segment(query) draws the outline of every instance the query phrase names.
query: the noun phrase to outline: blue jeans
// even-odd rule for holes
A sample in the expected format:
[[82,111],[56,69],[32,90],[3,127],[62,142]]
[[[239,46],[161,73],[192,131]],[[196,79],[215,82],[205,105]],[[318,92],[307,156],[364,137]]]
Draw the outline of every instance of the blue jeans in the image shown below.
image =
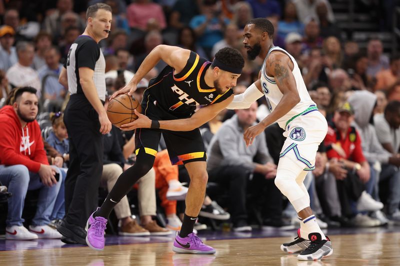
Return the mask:
[[[59,168],[54,167],[60,173]],[[24,220],[22,219],[22,211],[26,192],[28,190],[38,189],[40,192],[38,208],[32,220],[32,225],[43,226],[49,224],[62,182],[58,182],[52,187],[47,187],[40,180],[38,173],[30,172],[24,165],[0,165],[0,181],[12,194],[8,200],[8,212],[6,221],[7,226],[22,225]]]
[[61,186],[60,188],[60,192],[57,195],[57,198],[56,199],[53,211],[50,216],[50,221],[54,219],[61,220],[64,218],[66,215],[65,182],[66,171],[68,169],[67,168],[58,169],[60,172],[59,182],[61,182]]

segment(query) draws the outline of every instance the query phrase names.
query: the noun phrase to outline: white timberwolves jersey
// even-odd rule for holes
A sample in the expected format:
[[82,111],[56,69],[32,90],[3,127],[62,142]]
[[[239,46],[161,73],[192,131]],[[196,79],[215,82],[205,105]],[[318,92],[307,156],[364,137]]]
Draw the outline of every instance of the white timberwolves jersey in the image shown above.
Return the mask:
[[306,87],[306,84],[304,83],[304,80],[303,80],[302,73],[300,72],[300,69],[298,68],[298,66],[297,64],[296,60],[294,60],[294,58],[293,58],[289,53],[280,47],[275,46],[270,50],[266,57],[266,59],[264,60],[264,63],[262,64],[262,67],[261,69],[262,74],[261,74],[261,78],[260,79],[261,81],[261,87],[266,98],[266,102],[270,111],[272,111],[275,107],[276,107],[283,96],[283,94],[276,85],[275,79],[273,77],[268,76],[266,71],[266,68],[267,67],[266,62],[268,58],[268,56],[271,53],[271,52],[274,51],[280,51],[285,53],[290,57],[292,62],[293,62],[294,67],[292,73],[294,76],[294,79],[296,81],[296,86],[297,87],[297,90],[298,92],[298,95],[300,96],[300,102],[292,108],[292,110],[289,111],[287,114],[277,121],[281,128],[286,130],[287,129],[286,128],[286,123],[290,120],[291,118],[304,112],[308,108],[310,108],[311,105],[313,106],[312,106],[313,109],[316,109],[316,107],[315,103],[311,100],[311,97],[310,96],[310,94],[307,91],[307,88]]

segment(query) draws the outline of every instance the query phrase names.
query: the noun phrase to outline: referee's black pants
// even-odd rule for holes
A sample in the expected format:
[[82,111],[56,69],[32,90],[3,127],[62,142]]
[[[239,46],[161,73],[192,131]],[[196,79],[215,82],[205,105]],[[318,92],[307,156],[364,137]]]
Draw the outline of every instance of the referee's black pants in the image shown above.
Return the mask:
[[98,205],[103,168],[102,135],[97,112],[84,95],[73,94],[64,113],[70,141],[65,182],[66,219],[84,228]]

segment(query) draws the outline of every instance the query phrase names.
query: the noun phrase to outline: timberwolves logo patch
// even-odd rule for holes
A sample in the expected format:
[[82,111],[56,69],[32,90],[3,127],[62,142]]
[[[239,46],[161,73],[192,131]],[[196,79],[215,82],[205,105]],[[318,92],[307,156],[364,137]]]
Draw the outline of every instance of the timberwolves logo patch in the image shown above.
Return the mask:
[[264,92],[264,94],[268,94],[270,93],[270,90],[268,89],[268,88],[266,86],[266,83],[262,82],[262,92]]
[[306,131],[302,128],[295,127],[292,129],[290,136],[293,140],[302,141],[306,138]]

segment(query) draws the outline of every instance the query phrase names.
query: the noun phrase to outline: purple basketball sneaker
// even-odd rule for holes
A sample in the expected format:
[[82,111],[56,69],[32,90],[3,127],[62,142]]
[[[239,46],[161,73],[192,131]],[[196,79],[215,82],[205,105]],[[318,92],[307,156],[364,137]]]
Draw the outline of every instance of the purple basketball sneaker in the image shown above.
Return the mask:
[[172,250],[178,253],[193,253],[196,254],[214,254],[216,250],[205,245],[194,233],[186,238],[181,238],[176,234]]
[[102,251],[104,249],[104,231],[106,230],[107,219],[100,216],[94,218],[94,214],[92,214],[86,223],[88,230],[86,244],[94,250]]

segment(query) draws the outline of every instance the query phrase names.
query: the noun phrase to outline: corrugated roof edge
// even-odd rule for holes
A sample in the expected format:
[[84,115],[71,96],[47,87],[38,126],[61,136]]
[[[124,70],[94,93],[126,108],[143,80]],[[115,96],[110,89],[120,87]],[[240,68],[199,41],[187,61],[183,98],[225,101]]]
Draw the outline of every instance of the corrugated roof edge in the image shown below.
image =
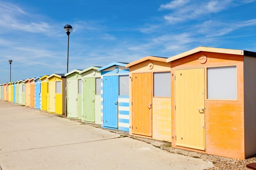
=-=-=-=-=
### WHAT YOU HAVE TO DO
Locate every line in the rows above that contains the word "shown", and copy each of those lines out in full.

### SOLUTION TO THIS PROBLEM
Draw the outline of every instance of the blue jeans in the image shown below.
Draw the outline of every instance of the white timberwolves jersey in the image shown above.
Draw the outline of every instance of the referee's black pants in the image shown above.
Draw the outline of every instance of the timberwolves logo patch in the image shown above.
Draw the outline of every instance of the purple basketball sneaker in the image shown above.
Draw the outline of every instance of the corrugated roof edge in the image shown below.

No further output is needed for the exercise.